### Teks yang disediakan
········
Donald Trump: “Islam Itu Biang Masalah, Islam itu Berbahaya!”
Setelah memposting kekecewaannya atas kehadiran para pimpinan DPR RI Ketua DPR Setya Novanto dan Wakil Ketua Fadli Zon, Imam Sahmsi Ali lebih jauh membuka latar belakang kekecewaan itu.
Menurut mantan Imam Besar Masjid New York, AS, itu, ia pernah berjumpa dengan Trump dan mendapati calon presiden AS dari Partai Republik itu telah lama memelihara kecenderungan kebencian terhadap Islam.
Berikut postingan lengkap Imam Shamsi Ali:
"Sekitar tiga tahun lalu saya dikejutkan oleh sebuah wawancara Fox News bersama Donald Trump (DT), raja properti Amerika Serikat. Dalam wawancara itu DT ditanya pendapatnya tentang Islam dan komunitas Muslim Amerika.
Sungguh jawaban DT sangat mengejutkan sekaligus menyakitkan. "Islam itu masalah. Dan komunitas Muslim itu berbahaya", kata DT saat itu.
Mendengar itu saya cukup tersinggung. Keberadaam saya di Amerika dalam masa hampir 20 tahun saya berusaha membuktikan bahwa Islam dan Muslim itu adalah bagian integral dari Amerika. Saya berjuang menjadikan Islam sebagai agama kontributor kebaikan bagi Amerika. Memperjuangkan dengan segala risikonya untuk menjadikan Amerika dan Islam tidak berada di posisi berseberangan.
Sejak kedatangan saya ke negara ini dan menjadi penduduk tetap (permanent resident) salah satu kegiatan prioritas utama saya adalah membangun komunikasi dan kerja sama dengan semua pemeluk agama, termasuk komunitas Yahudi. Lalu di mana letak masalahnya Islam dan bahayanya komunitas Muslim?
Kebetulan saya dekat dengan seseorang di kalangan Hollywood, raja hip hop (hip hop mogul), Russel Simmons. Mantan suami Kimmora Lee ini adalah seorang bisnisman yang juga aktivis. Ia juga sering kali tampil membela hak-hak minoritas yang termarjinalkan, termasik warga hitam, Hispanic dan Muslim.
Saya meminta beliau untuk mencoba mengatur pertemuan dengan Donald Trump. Ternyata dia juga mendengar wawancara itu dan gerah dengannya. Maka dengan senang hati dia menghubungi kantor DT yang ternyata sangat senang akan ditemui oleh seorang Imam.
········
### Entri terekstraksi
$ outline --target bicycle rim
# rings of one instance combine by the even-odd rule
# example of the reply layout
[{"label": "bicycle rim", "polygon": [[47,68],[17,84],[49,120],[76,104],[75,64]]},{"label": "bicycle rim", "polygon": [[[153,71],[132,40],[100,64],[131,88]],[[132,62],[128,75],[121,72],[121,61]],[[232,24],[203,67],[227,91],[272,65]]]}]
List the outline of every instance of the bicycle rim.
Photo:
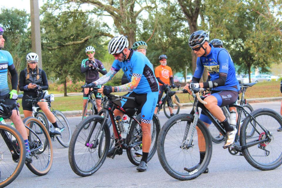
········
### Tujuan
Jelaskan dalam satu sampai tiga kalimat alasan Russel Simmons dengan senang hati menghubungi kantor Donald Trump, menurut teks yang disediakan.

### Hasil di bawah
Russel Simmons menghubungi kantor Donald Trump dengan senang hati karena ia juga mendengar wawancara Fox News itu dan merasa gerah dengannya.